● **How to complete this task**
Everything in the entries below except the pictures must be returned exactly.

● **Provided records**
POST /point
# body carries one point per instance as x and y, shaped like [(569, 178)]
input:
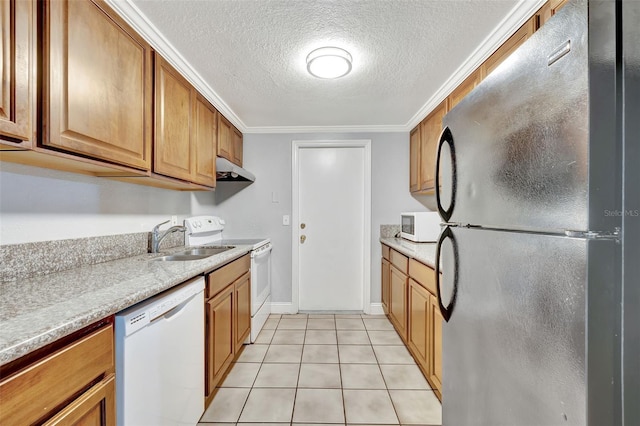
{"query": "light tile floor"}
[(325, 369)]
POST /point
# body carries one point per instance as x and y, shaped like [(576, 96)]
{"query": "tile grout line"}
[(395, 411), (295, 394)]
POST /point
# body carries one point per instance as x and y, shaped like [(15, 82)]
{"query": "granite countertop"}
[(37, 311), (422, 252)]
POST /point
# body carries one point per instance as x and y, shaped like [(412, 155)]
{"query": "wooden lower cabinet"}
[(242, 312), (415, 314), (95, 407), (228, 319), (419, 323), (398, 301), (71, 383), (386, 271), (219, 343), (435, 367)]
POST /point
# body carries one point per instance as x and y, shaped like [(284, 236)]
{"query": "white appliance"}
[(207, 231), (420, 227), (160, 358)]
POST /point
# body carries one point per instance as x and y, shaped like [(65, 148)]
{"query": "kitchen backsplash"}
[(41, 258), (389, 231)]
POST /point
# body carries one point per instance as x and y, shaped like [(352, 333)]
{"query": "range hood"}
[(226, 171)]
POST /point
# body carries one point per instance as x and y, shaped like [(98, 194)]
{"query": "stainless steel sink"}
[(193, 254), (205, 251)]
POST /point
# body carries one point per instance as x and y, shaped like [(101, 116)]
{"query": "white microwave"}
[(420, 227)]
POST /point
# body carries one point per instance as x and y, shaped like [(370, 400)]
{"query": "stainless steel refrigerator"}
[(537, 177)]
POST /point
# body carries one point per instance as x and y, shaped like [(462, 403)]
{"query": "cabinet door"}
[(435, 367), (225, 138), (205, 137), (463, 89), (419, 322), (237, 147), (219, 337), (96, 407), (17, 69), (98, 78), (386, 272), (173, 151), (430, 130), (398, 302), (242, 312), (414, 160), (507, 48)]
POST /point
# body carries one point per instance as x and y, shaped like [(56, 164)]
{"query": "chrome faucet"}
[(157, 236)]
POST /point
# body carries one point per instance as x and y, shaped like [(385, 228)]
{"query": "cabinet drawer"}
[(220, 278), (423, 275), (35, 392), (400, 261), (386, 252)]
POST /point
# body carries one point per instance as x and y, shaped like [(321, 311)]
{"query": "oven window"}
[(408, 224)]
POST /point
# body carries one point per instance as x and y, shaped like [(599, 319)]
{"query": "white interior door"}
[(331, 227)]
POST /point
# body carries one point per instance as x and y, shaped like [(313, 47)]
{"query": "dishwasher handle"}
[(173, 311)]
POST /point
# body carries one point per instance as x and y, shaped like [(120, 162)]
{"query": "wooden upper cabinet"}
[(237, 147), (463, 89), (430, 131), (98, 84), (186, 128), (547, 11), (507, 48), (225, 138), (17, 69), (173, 151), (414, 159), (205, 137)]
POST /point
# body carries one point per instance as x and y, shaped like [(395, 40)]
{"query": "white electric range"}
[(207, 231)]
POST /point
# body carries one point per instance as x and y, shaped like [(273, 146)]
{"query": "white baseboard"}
[(288, 308), (283, 308), (376, 309)]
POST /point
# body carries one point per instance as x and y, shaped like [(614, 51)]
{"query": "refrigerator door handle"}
[(446, 137), (446, 311)]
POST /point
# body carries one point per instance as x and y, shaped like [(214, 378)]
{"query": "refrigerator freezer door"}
[(514, 346), (521, 138)]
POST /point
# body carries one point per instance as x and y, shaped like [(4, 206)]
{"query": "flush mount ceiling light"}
[(329, 62)]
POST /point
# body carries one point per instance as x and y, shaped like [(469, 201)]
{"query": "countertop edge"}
[(422, 252), (42, 336)]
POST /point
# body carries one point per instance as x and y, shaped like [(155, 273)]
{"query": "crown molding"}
[(134, 17), (328, 129), (522, 12)]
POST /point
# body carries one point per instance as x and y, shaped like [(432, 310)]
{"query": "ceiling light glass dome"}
[(329, 62)]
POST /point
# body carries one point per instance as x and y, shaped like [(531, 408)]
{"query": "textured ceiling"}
[(252, 54)]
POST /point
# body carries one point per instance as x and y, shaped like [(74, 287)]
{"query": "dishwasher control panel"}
[(142, 314)]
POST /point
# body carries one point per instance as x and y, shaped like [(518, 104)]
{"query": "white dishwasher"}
[(160, 358)]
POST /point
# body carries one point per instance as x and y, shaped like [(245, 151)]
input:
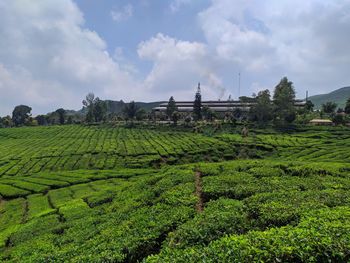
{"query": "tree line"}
[(265, 109)]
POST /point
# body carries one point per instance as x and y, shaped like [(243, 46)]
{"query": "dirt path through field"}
[(199, 194)]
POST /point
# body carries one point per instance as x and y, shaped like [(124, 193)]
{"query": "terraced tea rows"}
[(319, 145), (111, 194), (32, 150), (153, 216)]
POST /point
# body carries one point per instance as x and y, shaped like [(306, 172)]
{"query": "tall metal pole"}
[(239, 84)]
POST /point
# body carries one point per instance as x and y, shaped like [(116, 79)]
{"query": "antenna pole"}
[(239, 84)]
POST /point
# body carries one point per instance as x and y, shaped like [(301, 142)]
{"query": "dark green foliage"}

● **Your solution**
POST /point
# body carries one point per instance as x and y, shaped like [(569, 178)]
input:
{"query": "light tile floor"}
[(325, 369)]
POST /point
# body carries one point per instance as x and y, shaped like [(576, 96)]
{"query": "tile grout line"}
[(395, 411), (295, 394)]
POST /point
# body carries one point per instance as x and y, shaped like [(15, 82)]
{"query": "granite countertop"}
[(37, 311), (422, 252)]
POST /point
# body carries one point per instance as x and y, shaped like [(412, 155)]
{"query": "wooden lower cabinet"}
[(242, 312), (415, 314), (95, 407), (228, 319), (419, 323), (398, 301), (71, 383), (386, 271), (219, 343), (435, 367)]
POST /point
# body carries one point per instance as x and y, shaped like [(284, 236)]
{"query": "white appliance"}
[(207, 231), (420, 227), (160, 358)]
POST /point
# body carries one point per instance as x and y, shaped like [(65, 148)]
{"query": "kitchen backsplash"}
[(41, 258), (389, 231)]
POST /point
# body carries one point per instance as x and y, shaped like [(352, 333)]
{"query": "range hood"}
[(226, 171)]
POST /point
# body carries one point per instance as x and y, shaped like [(98, 194)]
{"query": "stainless steel sink"}
[(193, 254), (205, 251)]
POST /point
# body carries one point per instance as x and y, shaped like [(101, 116)]
{"query": "white microwave"}
[(420, 227)]
POST /point
# body carries one point per instance as x and y, shaped like [(370, 400)]
{"query": "stainless steel refrigerator"}
[(537, 177)]
POST /point
# body carries one point per instance as x and y, shaped like [(462, 403)]
{"query": "cabinet door"}
[(435, 367), (225, 138), (205, 137), (463, 89), (419, 322), (237, 147), (219, 337), (96, 407), (17, 69), (98, 78), (386, 272), (173, 151), (430, 130), (398, 302), (242, 312), (414, 160), (507, 48)]
POST /point
# body carries one point per instance as x and y, shaped like [(56, 164)]
{"query": "chrome faucet"}
[(157, 236)]
POST /point
# body carries one point per instance as x and y, shaped like [(385, 228)]
{"query": "cabinet drawer"}
[(220, 278), (423, 275), (35, 392), (400, 261), (386, 252)]
POST /point
# body carries one point per instance as x and y, shaped like [(321, 311)]
{"query": "oven window"}
[(408, 224)]
POST /point
# body carries one point per instance as x and y, shaped like [(599, 319)]
{"query": "white interior door"}
[(331, 227)]
POST /point
# body carries one point per instance as x and y, shaped like [(313, 47)]
{"query": "dishwasher handle"}
[(173, 311)]
POST /point
# body carries one point per instance as x and y, shaped like [(120, 162)]
{"query": "wooden upper cabinet"}
[(237, 147), (463, 89), (430, 131), (98, 84), (186, 128), (547, 11), (507, 48), (225, 138), (17, 69), (173, 151), (414, 159), (205, 137)]
POST /point
# body carries one point per instance as x and y, shaped like [(395, 40)]
{"query": "white electric range"}
[(207, 231)]
POST /point
# body carries one point per instance as x and y, shaped like [(273, 146)]
{"query": "white baseboard"}
[(288, 308), (283, 308), (376, 309)]
POST /point
# body carries one point per instance as x and y, shaped like [(614, 51)]
{"query": "refrigerator door handle"}
[(446, 137), (446, 311)]
POST /point
# body carries one point per instance as x and y, shaped like [(214, 378)]
{"query": "refrigerator freezer door"}
[(514, 346), (521, 138)]
POST /point
# body carries one point per instance as x and y, shaped like [(4, 206)]
{"query": "flush mount ceiling light"}
[(329, 62)]
POST /point
# body carries one point per instance as x and y, shaped like [(469, 201)]
{"query": "countertop edge"}
[(422, 252), (42, 336)]
POST /point
# body carries one point per instance as x and y, shaped like [(155, 273)]
{"query": "crown molding"}
[(134, 17), (328, 129), (522, 12)]
POST /point
# body carries one point per instance as x and y, shaped like [(432, 310)]
{"query": "ceiling light glass dome"}
[(329, 62)]
POST /point
# body carries one point per instance as x and y, shaped like [(531, 408)]
{"query": "textured ceiling"}
[(252, 54)]
POST /point
# body carries one point per instance as x and y, shaped like [(74, 287)]
{"query": "dishwasher control panel"}
[(142, 314)]
POST /point
# body carries one point per instance as x and y, shaped like [(518, 104)]
{"query": "white dishwasher"}
[(160, 358)]
POST /point
# body carries one point per instance as x and y, shaped like [(245, 151)]
input:
{"query": "tree line"}
[(265, 109)]
POST /point
# body carries one point per instance as x and y, shaped like [(243, 46)]
{"query": "dirt path through field"}
[(199, 194)]
POST /point
# body carries one point per instance as x and y, shaped like [(124, 193)]
{"query": "terraced tea rows"}
[(319, 145), (111, 194), (32, 150), (153, 216)]
POST /point
# body carries one point per instance as x and y, shaped like [(306, 172)]
{"query": "tall metal pole"}
[(239, 84)]
POST /point
# body carries one point per instance as x and y, shaped like [(116, 79)]
{"query": "antenna pole"}
[(239, 84)]
POST /point
# body carries one point per instance as x and y, shaped like [(301, 142)]
{"query": "dark green foliage"}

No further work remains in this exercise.